What is expected: Change "dot" to "marker" everywhere in the records below, starting with the line containing "The service MUST place one dot on the white" and going on through the line containing "x=575, y=496". Leave everything else unchanged, and give back only those lines.

**** Record set ****

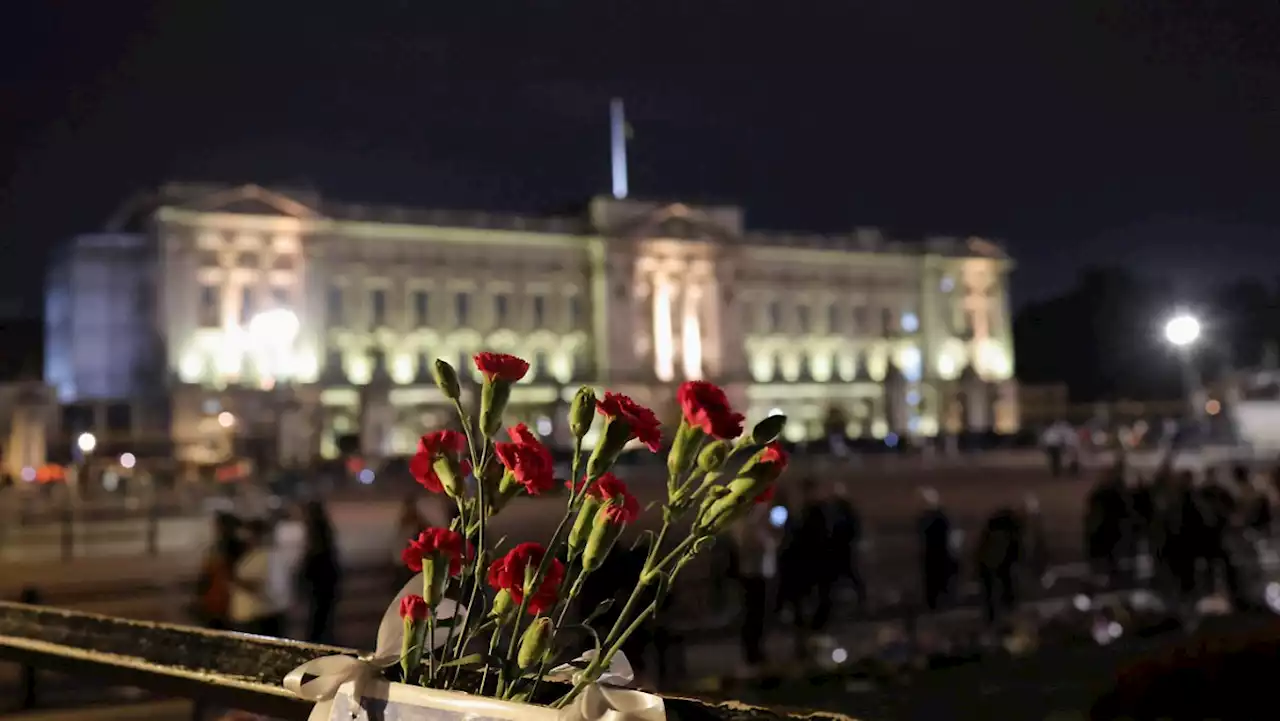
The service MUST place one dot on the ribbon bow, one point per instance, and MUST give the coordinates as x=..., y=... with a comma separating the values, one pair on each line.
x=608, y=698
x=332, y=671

****
**** Record set ****

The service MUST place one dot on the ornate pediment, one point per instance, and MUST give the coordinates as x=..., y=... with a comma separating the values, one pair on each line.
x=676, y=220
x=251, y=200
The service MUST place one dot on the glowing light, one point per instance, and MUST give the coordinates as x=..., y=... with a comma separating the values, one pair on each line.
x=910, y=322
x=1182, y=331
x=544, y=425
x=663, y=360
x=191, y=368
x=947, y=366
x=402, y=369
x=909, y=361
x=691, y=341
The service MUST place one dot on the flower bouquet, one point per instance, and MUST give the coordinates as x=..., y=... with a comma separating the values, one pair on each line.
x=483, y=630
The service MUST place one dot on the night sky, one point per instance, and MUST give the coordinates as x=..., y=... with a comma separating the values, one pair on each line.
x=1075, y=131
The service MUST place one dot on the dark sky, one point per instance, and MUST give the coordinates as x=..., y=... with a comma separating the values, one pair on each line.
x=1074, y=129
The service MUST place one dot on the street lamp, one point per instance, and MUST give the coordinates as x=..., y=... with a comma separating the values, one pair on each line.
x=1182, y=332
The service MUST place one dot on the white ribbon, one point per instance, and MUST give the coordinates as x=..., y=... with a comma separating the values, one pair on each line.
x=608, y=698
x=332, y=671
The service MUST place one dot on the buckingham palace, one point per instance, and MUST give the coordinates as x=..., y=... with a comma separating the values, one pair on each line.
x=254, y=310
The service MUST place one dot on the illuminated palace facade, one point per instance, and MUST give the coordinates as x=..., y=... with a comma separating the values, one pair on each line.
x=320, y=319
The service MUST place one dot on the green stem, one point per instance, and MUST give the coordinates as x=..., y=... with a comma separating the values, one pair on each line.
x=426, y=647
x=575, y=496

****

Solved exercise:
The service MUST place one marker on the white ribbon, one point per instance, and MUST give the coordinates as x=..., y=... with a comma separating the values, one pair on each line.
x=608, y=698
x=332, y=671
The service MUST place one marker on the buckingham palace, one point per instance, and MUST give the coordinates as x=..., y=... with a comma separating the values, one pair on each line.
x=254, y=310
The service MUST place one marker on the illuminated palace facade, one point per instance, and MUST give the coordinates as x=..., y=... with a comma separating the values, one pair on each line.
x=320, y=319
The service MUST place one marker on the green stem, one point per instance, and MUST give the coordinates as x=..., y=... with a comma separating the values, one pair on each line.
x=426, y=647
x=575, y=496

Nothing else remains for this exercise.